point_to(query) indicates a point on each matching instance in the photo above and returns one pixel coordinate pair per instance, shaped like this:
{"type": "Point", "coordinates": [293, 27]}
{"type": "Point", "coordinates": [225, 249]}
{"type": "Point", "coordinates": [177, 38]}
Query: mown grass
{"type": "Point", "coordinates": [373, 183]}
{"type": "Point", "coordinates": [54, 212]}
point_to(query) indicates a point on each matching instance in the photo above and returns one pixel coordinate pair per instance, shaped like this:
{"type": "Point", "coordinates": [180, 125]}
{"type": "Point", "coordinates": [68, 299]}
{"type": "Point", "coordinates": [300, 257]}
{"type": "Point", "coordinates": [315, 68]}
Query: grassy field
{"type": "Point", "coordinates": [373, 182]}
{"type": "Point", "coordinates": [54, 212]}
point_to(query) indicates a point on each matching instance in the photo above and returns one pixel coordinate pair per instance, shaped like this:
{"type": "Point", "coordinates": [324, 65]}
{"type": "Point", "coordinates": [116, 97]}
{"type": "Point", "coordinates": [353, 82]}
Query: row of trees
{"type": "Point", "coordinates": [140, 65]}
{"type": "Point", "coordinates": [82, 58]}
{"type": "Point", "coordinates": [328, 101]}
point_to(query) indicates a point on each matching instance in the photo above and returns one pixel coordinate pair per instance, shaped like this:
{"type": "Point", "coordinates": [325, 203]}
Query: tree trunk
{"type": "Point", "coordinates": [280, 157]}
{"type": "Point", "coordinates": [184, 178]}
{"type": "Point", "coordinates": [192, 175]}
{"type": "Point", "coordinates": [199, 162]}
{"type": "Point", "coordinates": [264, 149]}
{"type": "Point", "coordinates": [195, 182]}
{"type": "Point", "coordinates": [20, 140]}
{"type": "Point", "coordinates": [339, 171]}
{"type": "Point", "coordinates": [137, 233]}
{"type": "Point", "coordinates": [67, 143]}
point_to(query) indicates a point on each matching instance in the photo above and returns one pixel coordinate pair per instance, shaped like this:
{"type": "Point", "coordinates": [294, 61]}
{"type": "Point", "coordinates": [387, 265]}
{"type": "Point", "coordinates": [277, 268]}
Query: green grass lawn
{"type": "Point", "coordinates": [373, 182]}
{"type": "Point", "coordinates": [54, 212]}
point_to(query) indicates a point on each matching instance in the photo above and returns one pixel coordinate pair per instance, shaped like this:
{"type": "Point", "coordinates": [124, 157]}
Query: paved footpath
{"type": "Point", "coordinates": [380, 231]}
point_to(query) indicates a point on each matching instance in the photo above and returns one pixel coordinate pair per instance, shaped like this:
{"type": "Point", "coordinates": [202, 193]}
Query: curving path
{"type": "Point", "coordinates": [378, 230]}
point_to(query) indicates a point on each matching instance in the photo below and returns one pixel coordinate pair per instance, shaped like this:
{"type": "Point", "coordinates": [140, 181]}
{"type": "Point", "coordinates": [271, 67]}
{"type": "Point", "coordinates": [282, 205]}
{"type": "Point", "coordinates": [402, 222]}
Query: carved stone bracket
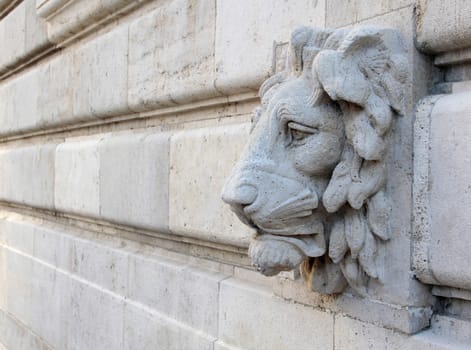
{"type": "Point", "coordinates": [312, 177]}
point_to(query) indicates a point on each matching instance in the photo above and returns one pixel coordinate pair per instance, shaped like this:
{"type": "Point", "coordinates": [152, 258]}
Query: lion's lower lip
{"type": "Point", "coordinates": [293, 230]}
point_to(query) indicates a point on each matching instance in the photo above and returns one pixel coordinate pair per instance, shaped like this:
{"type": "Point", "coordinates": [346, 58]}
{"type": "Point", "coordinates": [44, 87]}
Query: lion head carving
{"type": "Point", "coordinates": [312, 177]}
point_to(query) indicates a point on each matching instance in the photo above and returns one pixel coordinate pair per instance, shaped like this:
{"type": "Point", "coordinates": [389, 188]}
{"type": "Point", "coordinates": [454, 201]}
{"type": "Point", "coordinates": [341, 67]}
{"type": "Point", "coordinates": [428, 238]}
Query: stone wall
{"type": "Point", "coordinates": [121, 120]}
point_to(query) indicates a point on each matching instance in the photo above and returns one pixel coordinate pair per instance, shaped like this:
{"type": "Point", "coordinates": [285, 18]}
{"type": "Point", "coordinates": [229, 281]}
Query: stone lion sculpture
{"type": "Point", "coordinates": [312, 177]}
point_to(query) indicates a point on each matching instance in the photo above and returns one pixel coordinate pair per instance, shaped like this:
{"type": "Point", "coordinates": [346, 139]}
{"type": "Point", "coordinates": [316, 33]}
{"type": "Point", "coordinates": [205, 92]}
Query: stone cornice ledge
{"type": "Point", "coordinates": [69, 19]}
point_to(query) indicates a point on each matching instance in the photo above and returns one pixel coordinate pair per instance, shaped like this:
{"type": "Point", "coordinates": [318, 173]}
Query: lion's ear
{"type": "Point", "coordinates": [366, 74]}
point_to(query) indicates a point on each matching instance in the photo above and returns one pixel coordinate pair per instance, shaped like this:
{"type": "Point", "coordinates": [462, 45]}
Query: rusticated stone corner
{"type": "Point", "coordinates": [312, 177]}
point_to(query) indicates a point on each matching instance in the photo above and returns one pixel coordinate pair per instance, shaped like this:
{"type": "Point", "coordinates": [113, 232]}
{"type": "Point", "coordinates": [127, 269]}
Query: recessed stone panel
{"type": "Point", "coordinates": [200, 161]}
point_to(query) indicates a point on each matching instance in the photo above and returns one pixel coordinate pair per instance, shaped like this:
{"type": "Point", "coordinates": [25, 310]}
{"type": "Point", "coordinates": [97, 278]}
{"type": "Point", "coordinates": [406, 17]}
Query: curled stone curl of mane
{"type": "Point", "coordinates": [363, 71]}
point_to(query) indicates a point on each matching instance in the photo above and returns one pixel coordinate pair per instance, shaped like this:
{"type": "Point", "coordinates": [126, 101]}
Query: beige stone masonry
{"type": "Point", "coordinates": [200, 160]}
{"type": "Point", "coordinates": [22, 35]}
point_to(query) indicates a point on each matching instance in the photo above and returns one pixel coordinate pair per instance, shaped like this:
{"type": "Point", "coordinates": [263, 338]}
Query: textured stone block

# EXERCISE
The data above should be repeated in full and exactly, with no pictures carried over.

# SOLUTION FOR THIS EXERCISE
point_to(query) indicates a point on each matching instance in the photo above and returns one pixel coordinate pair per instance, shaped like this:
{"type": "Point", "coordinates": [293, 27]}
{"type": "Point", "coordinates": [225, 249]}
{"type": "Point", "coordinates": [177, 38]}
Query: mown grass
{"type": "Point", "coordinates": [373, 183]}
{"type": "Point", "coordinates": [54, 212]}
point_to(query) indicates a point on each matching instance in the photo above and returns one pixel coordinate pair per instance, shaped like this:
{"type": "Point", "coordinates": [180, 125]}
{"type": "Point", "coordinates": [68, 299]}
{"type": "Point", "coordinates": [300, 257]}
{"type": "Point", "coordinates": [315, 68]}
Query: grassy field
{"type": "Point", "coordinates": [373, 182]}
{"type": "Point", "coordinates": [54, 212]}
point_to(query) indicates a point on each matching instance in the photo above and returns one pixel coordinate pair per instance, shaped like this:
{"type": "Point", "coordinates": [324, 65]}
{"type": "Point", "coordinates": [116, 97]}
{"type": "Point", "coordinates": [353, 82]}
Query: row of trees
{"type": "Point", "coordinates": [140, 65]}
{"type": "Point", "coordinates": [82, 58]}
{"type": "Point", "coordinates": [328, 101]}
point_to(query) indicates a point on each matching instance in the photo above and returns one pixel coordinate pair per instance, shaped like this:
{"type": "Point", "coordinates": [325, 203]}
Query: tree trunk
{"type": "Point", "coordinates": [280, 157]}
{"type": "Point", "coordinates": [184, 178]}
{"type": "Point", "coordinates": [192, 175]}
{"type": "Point", "coordinates": [199, 162]}
{"type": "Point", "coordinates": [264, 149]}
{"type": "Point", "coordinates": [195, 182]}
{"type": "Point", "coordinates": [20, 140]}
{"type": "Point", "coordinates": [339, 171]}
{"type": "Point", "coordinates": [137, 233]}
{"type": "Point", "coordinates": [67, 143]}
point_to(query) indicates a point on each matching instance in the photo above and returns one pixel coordinate pair per instance, shaped like this:
{"type": "Point", "coordinates": [294, 61]}
{"type": "Point", "coordinates": [387, 265]}
{"type": "Point", "coordinates": [277, 268]}
Query: green grass lawn
{"type": "Point", "coordinates": [373, 182]}
{"type": "Point", "coordinates": [54, 212]}
point_to(query) indicates a point on each matching instance in the photo above and returns one pixel coordinate pair per instance, shaped like this:
{"type": "Point", "coordinates": [124, 157]}
Query: paved footpath
{"type": "Point", "coordinates": [380, 231]}
point_to(query) indicates a point on each matching instance in the photo above and returns one pixel coordinate pair per instance, shaped like this:
{"type": "Point", "coordinates": [202, 193]}
Query: curving path
{"type": "Point", "coordinates": [378, 230]}
point_to(query) indicates a point on each matching instance in the photo below and returns one pixel coordinate pair per instance, shaped like this:
{"type": "Point", "coordinates": [140, 181]}
{"type": "Point", "coordinates": [271, 67]}
{"type": "Point", "coordinates": [282, 205]}
{"type": "Point", "coordinates": [402, 222]}
Query: carved stone bracket
{"type": "Point", "coordinates": [312, 177]}
point_to(query) indicates a point on each matching instance in the photo above and returns one pixel coordinate pair per instance, shaped like this:
{"type": "Point", "coordinates": [152, 258]}
Query: lion's lower lip
{"type": "Point", "coordinates": [293, 230]}
point_to(query) indicates a point on each matching instance in the photo above and returns one pixel coordinate pair per instance, shaped like this:
{"type": "Point", "coordinates": [346, 58]}
{"type": "Point", "coordinates": [44, 87]}
Query: lion head carving
{"type": "Point", "coordinates": [312, 177]}
point_to(query) indicates a point on each matching instance in the photo above and returns one pixel coordinate pair per instance, shaped like this:
{"type": "Point", "coordinates": [389, 188]}
{"type": "Point", "coordinates": [454, 201]}
{"type": "Point", "coordinates": [341, 67]}
{"type": "Point", "coordinates": [428, 238]}
Query: stone wall
{"type": "Point", "coordinates": [121, 120]}
point_to(query) indicates a point on each matching instance in the photo above and returns one pixel coordinate pair per instance, shaped like this:
{"type": "Point", "coordinates": [285, 18]}
{"type": "Point", "coordinates": [229, 281]}
Query: stone lion sculpture
{"type": "Point", "coordinates": [312, 177]}
point_to(query) indicates a point on each matching instance in the photo above and returns one pixel coordinate pair per instance, shaped like this:
{"type": "Point", "coordinates": [346, 139]}
{"type": "Point", "coordinates": [316, 33]}
{"type": "Point", "coordinates": [205, 92]}
Query: stone cornice ledge
{"type": "Point", "coordinates": [69, 19]}
point_to(query) indicates a point on each matching instance in the photo above and returns one pixel coordinate pair per instance, shaped like this:
{"type": "Point", "coordinates": [318, 173]}
Query: lion's ear
{"type": "Point", "coordinates": [366, 74]}
point_to(query) indicates a point on each matching instance in the photo above and returns one pixel coordinate pair per instance, shaped like this:
{"type": "Point", "coordinates": [462, 45]}
Query: rusticated stone corner
{"type": "Point", "coordinates": [312, 177]}
point_to(query) indicates a point on each matching instance in the photo above and returns one pixel coordinate pair per instance, shaped like this:
{"type": "Point", "coordinates": [113, 232]}
{"type": "Point", "coordinates": [127, 269]}
Query: recessed stone panel
{"type": "Point", "coordinates": [200, 161]}
point_to(query) indicates a point on each matching instance in the photo above and returns one pixel coordinate pair per instance, shaped like this:
{"type": "Point", "coordinates": [25, 310]}
{"type": "Point", "coordinates": [97, 278]}
{"type": "Point", "coordinates": [406, 17]}
Query: curled stone curl of mane
{"type": "Point", "coordinates": [363, 71]}
point_to(query) indicates a point on each matching instance in the photo above and returns one pixel coordinate pair per instance, shaped like this:
{"type": "Point", "coordinates": [126, 101]}
Query: beige stone masonry
{"type": "Point", "coordinates": [200, 160]}
{"type": "Point", "coordinates": [22, 35]}
point_to(query) indicates a point on each matching instance in the photo above and returns one pixel coordinate pair per instance, shaped like this:
{"type": "Point", "coordinates": [263, 338]}
Query: textured stone block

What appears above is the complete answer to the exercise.